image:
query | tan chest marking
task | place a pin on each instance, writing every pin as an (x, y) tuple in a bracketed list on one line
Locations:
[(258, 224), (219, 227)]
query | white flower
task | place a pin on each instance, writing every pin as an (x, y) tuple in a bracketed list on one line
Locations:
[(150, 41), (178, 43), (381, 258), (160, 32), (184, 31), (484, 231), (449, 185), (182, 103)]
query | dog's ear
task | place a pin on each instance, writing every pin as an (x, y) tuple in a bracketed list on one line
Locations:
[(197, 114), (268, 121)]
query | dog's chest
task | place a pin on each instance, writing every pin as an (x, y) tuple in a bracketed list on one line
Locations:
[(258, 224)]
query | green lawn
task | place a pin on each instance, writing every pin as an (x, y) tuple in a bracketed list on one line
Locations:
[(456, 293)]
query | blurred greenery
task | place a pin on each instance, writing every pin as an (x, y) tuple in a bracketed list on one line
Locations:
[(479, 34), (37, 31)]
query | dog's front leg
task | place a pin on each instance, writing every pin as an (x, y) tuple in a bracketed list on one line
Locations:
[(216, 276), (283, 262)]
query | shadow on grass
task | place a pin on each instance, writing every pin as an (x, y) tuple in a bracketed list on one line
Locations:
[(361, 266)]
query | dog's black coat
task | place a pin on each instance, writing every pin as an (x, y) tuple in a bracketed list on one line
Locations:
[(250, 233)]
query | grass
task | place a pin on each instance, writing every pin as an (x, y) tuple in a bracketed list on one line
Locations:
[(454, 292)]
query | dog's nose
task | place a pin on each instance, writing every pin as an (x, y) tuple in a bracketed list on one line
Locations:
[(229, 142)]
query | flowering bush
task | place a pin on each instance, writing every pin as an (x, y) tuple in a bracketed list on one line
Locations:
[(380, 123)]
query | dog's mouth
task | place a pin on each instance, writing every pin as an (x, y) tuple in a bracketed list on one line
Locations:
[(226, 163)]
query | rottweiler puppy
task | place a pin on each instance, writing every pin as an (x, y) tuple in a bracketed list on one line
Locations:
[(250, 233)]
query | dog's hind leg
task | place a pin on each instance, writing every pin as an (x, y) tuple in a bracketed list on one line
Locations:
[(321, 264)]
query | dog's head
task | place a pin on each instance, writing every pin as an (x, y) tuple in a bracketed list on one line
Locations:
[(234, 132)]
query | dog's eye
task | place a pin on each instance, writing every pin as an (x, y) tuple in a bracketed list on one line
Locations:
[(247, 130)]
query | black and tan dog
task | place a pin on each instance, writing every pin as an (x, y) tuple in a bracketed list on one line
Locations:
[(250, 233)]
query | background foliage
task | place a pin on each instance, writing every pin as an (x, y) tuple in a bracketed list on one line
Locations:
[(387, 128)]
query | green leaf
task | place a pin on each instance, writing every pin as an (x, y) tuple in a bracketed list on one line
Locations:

= = = = =

WHAT IS BEING ASKED:
Going through the listing above, tally the lines that contain the word "chest" and state the total alone.

RESPONSE AREA:
2